▶ [Entries shown]:

......

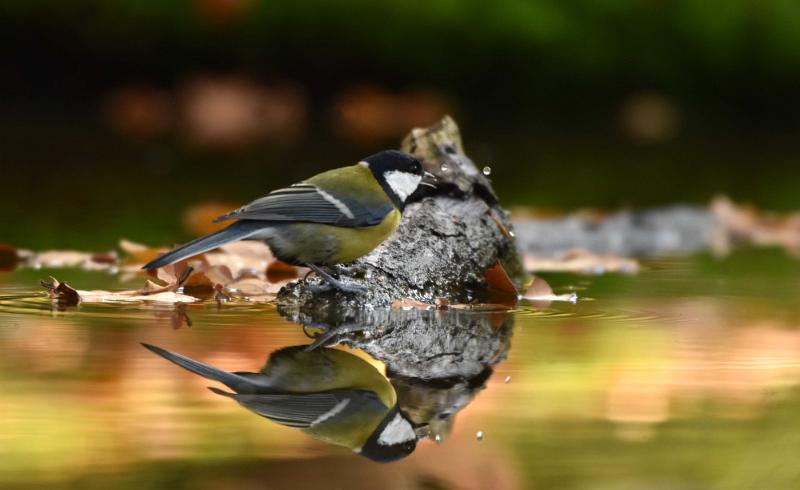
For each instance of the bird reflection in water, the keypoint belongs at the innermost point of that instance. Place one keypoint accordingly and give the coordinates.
(339, 398)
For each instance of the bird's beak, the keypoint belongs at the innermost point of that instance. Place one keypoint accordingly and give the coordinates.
(428, 180)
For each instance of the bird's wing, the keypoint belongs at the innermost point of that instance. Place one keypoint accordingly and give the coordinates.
(310, 204)
(304, 410)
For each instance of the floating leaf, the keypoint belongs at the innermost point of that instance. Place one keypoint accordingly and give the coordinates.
(582, 262)
(541, 294)
(497, 279)
(68, 296)
(8, 257)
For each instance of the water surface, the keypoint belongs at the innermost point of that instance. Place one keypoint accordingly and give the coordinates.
(683, 376)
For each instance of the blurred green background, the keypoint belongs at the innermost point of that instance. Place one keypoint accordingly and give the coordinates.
(117, 116)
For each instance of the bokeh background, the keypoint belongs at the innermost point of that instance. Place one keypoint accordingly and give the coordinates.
(117, 116)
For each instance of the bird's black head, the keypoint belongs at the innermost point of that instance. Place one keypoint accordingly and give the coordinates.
(394, 439)
(398, 173)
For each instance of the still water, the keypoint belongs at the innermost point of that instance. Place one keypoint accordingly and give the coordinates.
(684, 376)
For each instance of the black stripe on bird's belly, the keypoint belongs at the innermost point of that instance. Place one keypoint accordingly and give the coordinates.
(303, 243)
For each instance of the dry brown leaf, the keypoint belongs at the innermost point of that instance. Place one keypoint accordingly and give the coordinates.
(138, 252)
(738, 223)
(69, 296)
(71, 258)
(497, 279)
(242, 257)
(411, 304)
(279, 271)
(540, 294)
(8, 257)
(582, 262)
(199, 218)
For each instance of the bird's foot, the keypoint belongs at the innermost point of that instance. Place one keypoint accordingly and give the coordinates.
(332, 282)
(331, 335)
(352, 269)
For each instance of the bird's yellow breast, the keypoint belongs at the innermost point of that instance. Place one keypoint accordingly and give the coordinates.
(357, 242)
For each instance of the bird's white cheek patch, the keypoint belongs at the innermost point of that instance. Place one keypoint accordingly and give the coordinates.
(402, 183)
(397, 431)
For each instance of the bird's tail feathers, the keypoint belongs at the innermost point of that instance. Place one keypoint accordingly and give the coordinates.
(230, 380)
(222, 392)
(237, 231)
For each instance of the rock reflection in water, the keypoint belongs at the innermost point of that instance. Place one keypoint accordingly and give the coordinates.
(437, 360)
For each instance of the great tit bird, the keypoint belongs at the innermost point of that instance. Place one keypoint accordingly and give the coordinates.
(334, 217)
(329, 394)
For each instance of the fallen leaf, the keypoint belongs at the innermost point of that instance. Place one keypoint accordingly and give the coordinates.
(498, 280)
(199, 218)
(242, 257)
(541, 294)
(69, 296)
(54, 259)
(581, 262)
(739, 223)
(8, 258)
(411, 304)
(138, 252)
(65, 294)
(279, 271)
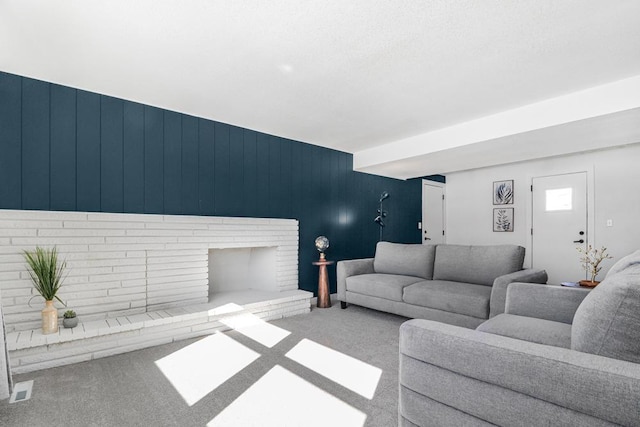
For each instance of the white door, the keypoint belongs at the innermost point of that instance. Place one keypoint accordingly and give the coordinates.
(559, 225)
(432, 213)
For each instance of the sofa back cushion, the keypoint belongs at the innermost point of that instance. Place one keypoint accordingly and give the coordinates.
(476, 264)
(607, 322)
(404, 259)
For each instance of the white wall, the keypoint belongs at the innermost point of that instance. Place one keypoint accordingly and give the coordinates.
(614, 193)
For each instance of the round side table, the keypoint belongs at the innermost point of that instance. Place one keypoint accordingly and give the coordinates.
(324, 301)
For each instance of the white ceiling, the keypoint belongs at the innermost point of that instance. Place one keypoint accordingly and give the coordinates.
(408, 87)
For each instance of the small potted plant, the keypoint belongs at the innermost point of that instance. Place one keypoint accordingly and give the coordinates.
(69, 319)
(591, 260)
(47, 276)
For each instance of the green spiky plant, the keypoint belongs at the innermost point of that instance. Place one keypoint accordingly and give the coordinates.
(45, 271)
(592, 258)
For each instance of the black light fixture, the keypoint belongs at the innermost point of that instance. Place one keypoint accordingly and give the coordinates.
(381, 213)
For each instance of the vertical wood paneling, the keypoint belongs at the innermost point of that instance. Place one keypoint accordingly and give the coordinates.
(35, 144)
(10, 141)
(189, 192)
(222, 185)
(133, 166)
(88, 152)
(135, 158)
(111, 152)
(172, 162)
(275, 183)
(250, 177)
(206, 135)
(153, 160)
(236, 170)
(285, 178)
(297, 173)
(262, 174)
(63, 148)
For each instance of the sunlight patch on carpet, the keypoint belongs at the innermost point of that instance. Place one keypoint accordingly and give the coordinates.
(345, 370)
(257, 329)
(199, 368)
(282, 399)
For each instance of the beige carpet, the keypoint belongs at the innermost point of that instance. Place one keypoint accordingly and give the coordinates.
(331, 367)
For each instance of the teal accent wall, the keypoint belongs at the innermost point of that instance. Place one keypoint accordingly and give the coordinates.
(70, 150)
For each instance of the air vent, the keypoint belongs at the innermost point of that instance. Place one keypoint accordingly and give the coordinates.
(21, 392)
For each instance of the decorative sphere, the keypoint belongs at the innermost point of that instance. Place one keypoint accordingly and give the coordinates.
(322, 243)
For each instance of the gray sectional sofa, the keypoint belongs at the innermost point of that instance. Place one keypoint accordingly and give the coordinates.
(456, 284)
(557, 356)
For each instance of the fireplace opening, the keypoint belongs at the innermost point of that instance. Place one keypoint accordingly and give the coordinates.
(242, 269)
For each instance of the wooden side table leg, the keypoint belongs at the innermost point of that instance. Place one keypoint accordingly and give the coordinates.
(323, 288)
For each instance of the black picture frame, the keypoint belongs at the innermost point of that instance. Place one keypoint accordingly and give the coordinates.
(503, 220)
(503, 192)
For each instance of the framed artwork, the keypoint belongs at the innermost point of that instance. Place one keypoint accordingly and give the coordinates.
(503, 219)
(503, 192)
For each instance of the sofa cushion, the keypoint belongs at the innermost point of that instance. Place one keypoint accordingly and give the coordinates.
(455, 297)
(607, 322)
(476, 264)
(410, 260)
(530, 329)
(387, 286)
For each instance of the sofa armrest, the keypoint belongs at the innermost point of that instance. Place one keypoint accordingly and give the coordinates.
(555, 303)
(499, 288)
(468, 370)
(349, 268)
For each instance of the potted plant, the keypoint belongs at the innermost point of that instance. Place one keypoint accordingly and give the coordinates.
(591, 260)
(47, 276)
(69, 319)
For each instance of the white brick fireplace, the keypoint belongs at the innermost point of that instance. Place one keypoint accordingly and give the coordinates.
(126, 264)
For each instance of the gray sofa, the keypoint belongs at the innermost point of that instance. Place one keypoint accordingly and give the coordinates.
(557, 356)
(456, 284)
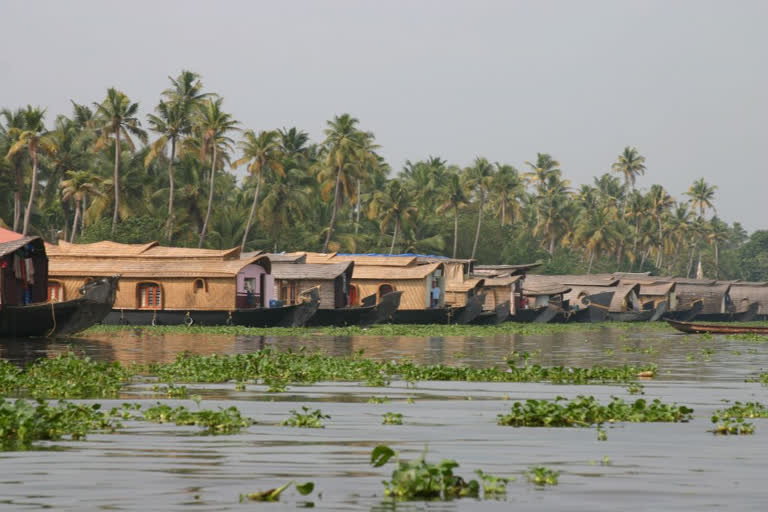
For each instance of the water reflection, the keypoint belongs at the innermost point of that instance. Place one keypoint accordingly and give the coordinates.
(678, 356)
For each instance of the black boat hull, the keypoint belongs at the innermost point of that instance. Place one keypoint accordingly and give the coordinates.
(295, 315)
(363, 316)
(60, 318)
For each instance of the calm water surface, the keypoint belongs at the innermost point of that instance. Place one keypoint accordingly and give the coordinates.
(651, 466)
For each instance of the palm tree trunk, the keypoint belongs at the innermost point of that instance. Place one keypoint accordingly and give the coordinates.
(394, 236)
(171, 193)
(82, 217)
(503, 212)
(32, 190)
(455, 229)
(74, 222)
(116, 182)
(17, 198)
(357, 220)
(210, 198)
(333, 211)
(479, 219)
(253, 212)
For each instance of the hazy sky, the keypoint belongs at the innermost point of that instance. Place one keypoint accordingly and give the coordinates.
(684, 81)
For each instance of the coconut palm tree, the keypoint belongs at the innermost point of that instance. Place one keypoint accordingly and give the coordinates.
(344, 144)
(213, 125)
(14, 126)
(454, 197)
(629, 164)
(78, 185)
(35, 139)
(506, 189)
(393, 205)
(172, 122)
(116, 117)
(479, 178)
(541, 171)
(262, 153)
(702, 196)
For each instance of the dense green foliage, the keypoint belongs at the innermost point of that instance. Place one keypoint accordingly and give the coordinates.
(97, 174)
(224, 421)
(65, 376)
(587, 411)
(22, 422)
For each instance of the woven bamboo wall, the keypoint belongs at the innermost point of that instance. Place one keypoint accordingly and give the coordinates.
(178, 293)
(752, 293)
(414, 290)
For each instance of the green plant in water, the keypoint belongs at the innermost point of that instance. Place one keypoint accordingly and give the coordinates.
(22, 422)
(306, 419)
(224, 421)
(732, 421)
(274, 494)
(586, 411)
(419, 479)
(171, 390)
(542, 476)
(392, 418)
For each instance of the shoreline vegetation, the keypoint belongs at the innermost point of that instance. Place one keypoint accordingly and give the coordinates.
(173, 172)
(404, 329)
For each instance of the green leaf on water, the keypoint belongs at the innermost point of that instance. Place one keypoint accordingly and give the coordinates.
(306, 488)
(381, 455)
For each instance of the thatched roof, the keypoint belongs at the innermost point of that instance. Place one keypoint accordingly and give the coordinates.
(14, 245)
(515, 269)
(150, 268)
(108, 249)
(502, 280)
(618, 301)
(656, 288)
(6, 235)
(464, 286)
(535, 280)
(545, 290)
(379, 261)
(299, 271)
(382, 273)
(294, 257)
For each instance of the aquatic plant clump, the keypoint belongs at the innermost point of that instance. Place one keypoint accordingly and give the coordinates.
(422, 480)
(306, 419)
(587, 411)
(23, 422)
(224, 421)
(280, 368)
(65, 376)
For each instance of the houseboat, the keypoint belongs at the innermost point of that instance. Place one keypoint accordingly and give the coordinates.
(340, 303)
(179, 286)
(32, 306)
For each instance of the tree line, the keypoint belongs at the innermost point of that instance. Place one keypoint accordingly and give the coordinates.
(106, 172)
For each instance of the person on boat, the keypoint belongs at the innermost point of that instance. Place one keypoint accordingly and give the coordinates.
(435, 294)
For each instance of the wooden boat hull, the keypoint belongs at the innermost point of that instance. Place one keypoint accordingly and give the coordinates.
(60, 318)
(685, 315)
(369, 315)
(748, 315)
(497, 315)
(288, 316)
(444, 315)
(701, 328)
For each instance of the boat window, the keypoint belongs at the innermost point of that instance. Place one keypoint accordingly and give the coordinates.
(150, 296)
(55, 291)
(385, 289)
(354, 295)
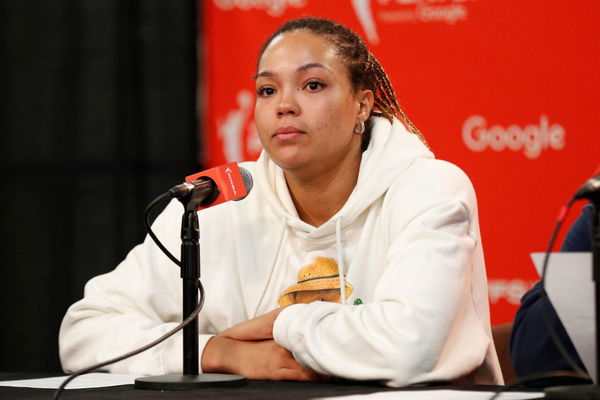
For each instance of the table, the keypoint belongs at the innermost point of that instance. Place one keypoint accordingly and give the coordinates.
(261, 390)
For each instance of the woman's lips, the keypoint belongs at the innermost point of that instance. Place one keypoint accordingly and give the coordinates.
(288, 133)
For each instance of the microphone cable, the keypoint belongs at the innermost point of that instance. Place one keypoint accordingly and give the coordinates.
(170, 333)
(579, 373)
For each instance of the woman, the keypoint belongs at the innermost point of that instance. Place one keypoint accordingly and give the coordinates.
(347, 199)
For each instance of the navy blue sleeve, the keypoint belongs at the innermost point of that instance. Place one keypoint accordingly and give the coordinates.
(531, 348)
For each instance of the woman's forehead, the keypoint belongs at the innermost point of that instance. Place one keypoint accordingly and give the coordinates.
(297, 48)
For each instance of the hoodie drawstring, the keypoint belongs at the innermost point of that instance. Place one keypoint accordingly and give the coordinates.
(340, 257)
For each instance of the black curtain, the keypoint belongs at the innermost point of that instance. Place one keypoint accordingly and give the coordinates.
(97, 117)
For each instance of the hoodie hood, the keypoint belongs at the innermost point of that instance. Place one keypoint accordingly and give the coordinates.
(391, 150)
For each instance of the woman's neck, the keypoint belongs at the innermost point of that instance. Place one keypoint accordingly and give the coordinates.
(319, 196)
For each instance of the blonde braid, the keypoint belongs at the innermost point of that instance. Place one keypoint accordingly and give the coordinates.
(385, 97)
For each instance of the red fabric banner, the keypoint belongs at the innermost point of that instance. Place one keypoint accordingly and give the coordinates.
(507, 90)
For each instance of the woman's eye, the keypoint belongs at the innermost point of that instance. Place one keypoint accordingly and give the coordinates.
(314, 85)
(265, 91)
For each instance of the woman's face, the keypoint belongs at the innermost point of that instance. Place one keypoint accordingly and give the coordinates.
(306, 107)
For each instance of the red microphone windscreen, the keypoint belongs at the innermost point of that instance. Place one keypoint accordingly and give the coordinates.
(228, 179)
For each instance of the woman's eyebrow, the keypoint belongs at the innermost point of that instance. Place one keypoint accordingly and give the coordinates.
(307, 66)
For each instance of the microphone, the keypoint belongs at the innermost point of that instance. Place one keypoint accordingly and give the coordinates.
(590, 189)
(214, 186)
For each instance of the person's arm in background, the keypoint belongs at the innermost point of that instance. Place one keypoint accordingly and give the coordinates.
(531, 347)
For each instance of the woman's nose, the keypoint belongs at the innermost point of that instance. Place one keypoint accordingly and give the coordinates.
(287, 106)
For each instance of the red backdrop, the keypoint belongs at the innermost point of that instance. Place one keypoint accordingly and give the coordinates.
(506, 89)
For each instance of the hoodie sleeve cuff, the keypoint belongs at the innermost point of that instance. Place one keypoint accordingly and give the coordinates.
(282, 322)
(172, 358)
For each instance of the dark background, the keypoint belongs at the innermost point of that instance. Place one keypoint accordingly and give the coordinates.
(97, 117)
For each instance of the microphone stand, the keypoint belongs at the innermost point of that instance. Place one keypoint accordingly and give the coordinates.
(190, 273)
(591, 391)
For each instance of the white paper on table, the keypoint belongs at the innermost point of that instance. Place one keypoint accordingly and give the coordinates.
(92, 380)
(570, 288)
(441, 394)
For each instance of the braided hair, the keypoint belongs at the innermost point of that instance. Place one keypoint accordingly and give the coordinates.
(366, 73)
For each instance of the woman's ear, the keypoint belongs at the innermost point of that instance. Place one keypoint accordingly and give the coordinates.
(365, 100)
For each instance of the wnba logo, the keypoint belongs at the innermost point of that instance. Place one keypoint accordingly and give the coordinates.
(531, 139)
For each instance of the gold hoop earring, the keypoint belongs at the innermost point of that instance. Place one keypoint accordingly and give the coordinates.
(361, 128)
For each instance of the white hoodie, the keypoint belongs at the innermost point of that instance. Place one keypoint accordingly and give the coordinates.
(407, 240)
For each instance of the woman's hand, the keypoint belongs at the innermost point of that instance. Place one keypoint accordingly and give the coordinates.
(260, 360)
(259, 328)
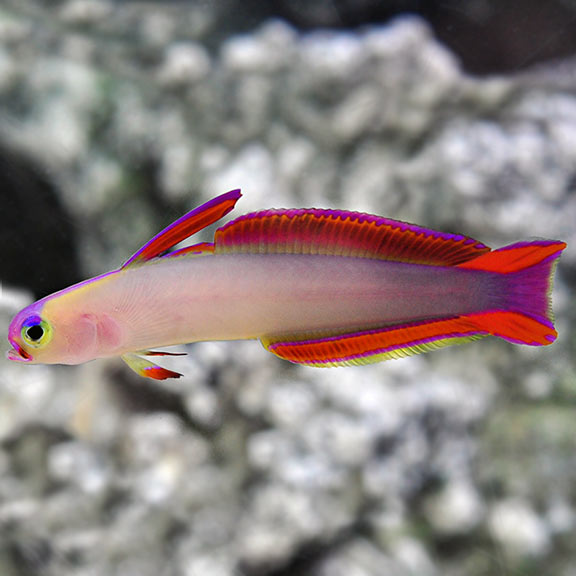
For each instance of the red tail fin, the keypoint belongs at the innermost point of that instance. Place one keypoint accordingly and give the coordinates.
(525, 315)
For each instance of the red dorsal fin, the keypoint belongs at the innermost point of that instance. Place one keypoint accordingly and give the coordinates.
(340, 233)
(184, 227)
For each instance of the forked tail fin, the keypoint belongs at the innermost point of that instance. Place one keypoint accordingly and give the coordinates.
(524, 315)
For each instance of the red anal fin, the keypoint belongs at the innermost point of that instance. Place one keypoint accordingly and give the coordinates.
(516, 327)
(340, 233)
(516, 257)
(185, 227)
(369, 346)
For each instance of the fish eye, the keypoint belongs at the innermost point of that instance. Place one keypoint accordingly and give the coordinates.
(36, 332)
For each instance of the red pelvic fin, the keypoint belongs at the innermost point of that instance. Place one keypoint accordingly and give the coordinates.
(146, 368)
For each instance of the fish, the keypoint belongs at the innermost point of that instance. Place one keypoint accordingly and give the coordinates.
(317, 287)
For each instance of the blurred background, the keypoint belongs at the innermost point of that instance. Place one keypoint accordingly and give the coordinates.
(116, 117)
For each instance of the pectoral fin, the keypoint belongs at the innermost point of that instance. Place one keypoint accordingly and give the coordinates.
(147, 369)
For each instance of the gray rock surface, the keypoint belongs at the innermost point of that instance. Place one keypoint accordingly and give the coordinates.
(460, 462)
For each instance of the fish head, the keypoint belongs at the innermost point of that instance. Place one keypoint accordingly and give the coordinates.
(42, 334)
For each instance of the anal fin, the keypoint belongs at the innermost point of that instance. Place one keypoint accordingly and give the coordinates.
(374, 345)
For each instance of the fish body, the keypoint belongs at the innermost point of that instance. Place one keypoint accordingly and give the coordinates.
(317, 287)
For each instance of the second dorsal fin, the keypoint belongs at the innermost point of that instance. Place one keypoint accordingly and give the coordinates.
(340, 233)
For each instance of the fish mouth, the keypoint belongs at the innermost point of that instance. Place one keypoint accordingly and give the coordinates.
(18, 354)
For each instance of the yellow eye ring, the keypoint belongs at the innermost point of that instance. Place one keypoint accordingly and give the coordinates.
(36, 332)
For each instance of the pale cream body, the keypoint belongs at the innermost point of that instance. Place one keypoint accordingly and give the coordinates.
(227, 297)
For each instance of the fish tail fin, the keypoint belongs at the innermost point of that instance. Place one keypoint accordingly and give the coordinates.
(523, 313)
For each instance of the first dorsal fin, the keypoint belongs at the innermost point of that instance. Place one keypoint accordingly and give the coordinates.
(185, 226)
(340, 233)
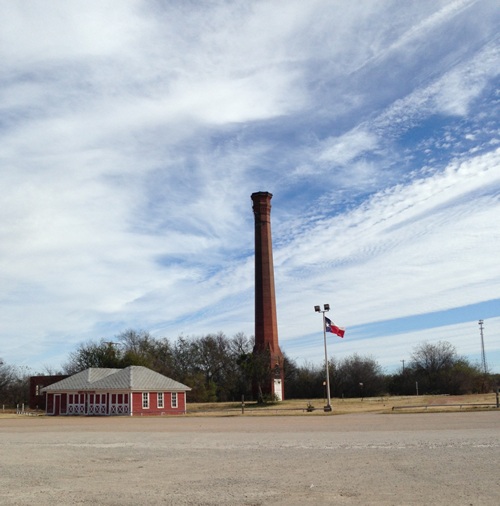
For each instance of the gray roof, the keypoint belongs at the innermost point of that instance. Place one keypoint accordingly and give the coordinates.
(134, 377)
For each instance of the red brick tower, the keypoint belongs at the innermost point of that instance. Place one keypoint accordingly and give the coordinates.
(266, 323)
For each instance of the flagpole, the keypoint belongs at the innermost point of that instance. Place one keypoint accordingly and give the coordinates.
(326, 308)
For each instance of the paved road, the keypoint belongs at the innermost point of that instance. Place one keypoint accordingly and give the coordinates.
(362, 459)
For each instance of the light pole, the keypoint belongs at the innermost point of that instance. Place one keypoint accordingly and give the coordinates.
(326, 308)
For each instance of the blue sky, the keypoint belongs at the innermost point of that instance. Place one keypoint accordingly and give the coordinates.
(133, 133)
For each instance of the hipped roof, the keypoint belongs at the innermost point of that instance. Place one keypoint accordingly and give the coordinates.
(134, 377)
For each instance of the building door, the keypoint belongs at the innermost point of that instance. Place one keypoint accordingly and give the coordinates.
(57, 404)
(277, 389)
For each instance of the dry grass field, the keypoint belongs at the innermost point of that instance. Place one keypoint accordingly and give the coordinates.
(364, 453)
(396, 404)
(355, 405)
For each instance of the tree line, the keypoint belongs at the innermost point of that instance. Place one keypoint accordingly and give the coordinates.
(219, 368)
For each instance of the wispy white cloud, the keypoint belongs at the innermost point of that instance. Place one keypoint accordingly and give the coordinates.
(132, 135)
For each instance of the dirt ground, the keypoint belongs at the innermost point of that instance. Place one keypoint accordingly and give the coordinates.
(352, 459)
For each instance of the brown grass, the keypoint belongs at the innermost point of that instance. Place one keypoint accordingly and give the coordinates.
(296, 407)
(343, 406)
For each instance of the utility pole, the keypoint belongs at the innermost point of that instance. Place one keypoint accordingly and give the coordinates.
(483, 355)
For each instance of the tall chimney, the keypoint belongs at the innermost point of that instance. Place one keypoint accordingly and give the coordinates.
(266, 324)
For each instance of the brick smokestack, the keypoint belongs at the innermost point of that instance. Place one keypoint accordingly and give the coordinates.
(266, 323)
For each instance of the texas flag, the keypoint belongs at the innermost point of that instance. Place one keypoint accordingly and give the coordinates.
(331, 327)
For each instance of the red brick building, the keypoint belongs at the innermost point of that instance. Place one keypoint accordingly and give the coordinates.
(133, 391)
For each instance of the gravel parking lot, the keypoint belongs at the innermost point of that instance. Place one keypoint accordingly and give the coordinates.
(426, 458)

......

▶ [Work required]: Can you lay out the lines from the one holding "For each instance of the utility" through the end of the records, both ends included, as a JSON list of strings with one string per line and blank lines left out?

▶ [Written solution]:
[
  "For each instance of the utility pole, the keypoint belongs at the innermost point of that instance. Place one keypoint accordingly and give the coordinates.",
  "(483, 355)",
  "For each instance of the tall chimney, the keypoint belongs at the innermost point of that instance. Place one keypoint accordingly and give the coordinates.",
  "(266, 324)",
  "For each instance of the brick smokestack, the keypoint belongs at the innermost point of that instance. Place one keypoint accordingly and give the coordinates.",
  "(266, 323)",
  "For each instance of the texas flag, the keypoint belongs at the innermost point of that instance. Place one keypoint accordingly and give the coordinates.",
  "(331, 327)",
  "For each instance of the red brick building, the keypoint belongs at the innermost point of that instance. Place one keypoint accordingly and give the coordinates.",
  "(133, 391)",
  "For each instance of the gravel parking lot, the keypoint belongs at the innermost point of that instance. Place one keypoint accordingly and give the coordinates.",
  "(426, 458)"
]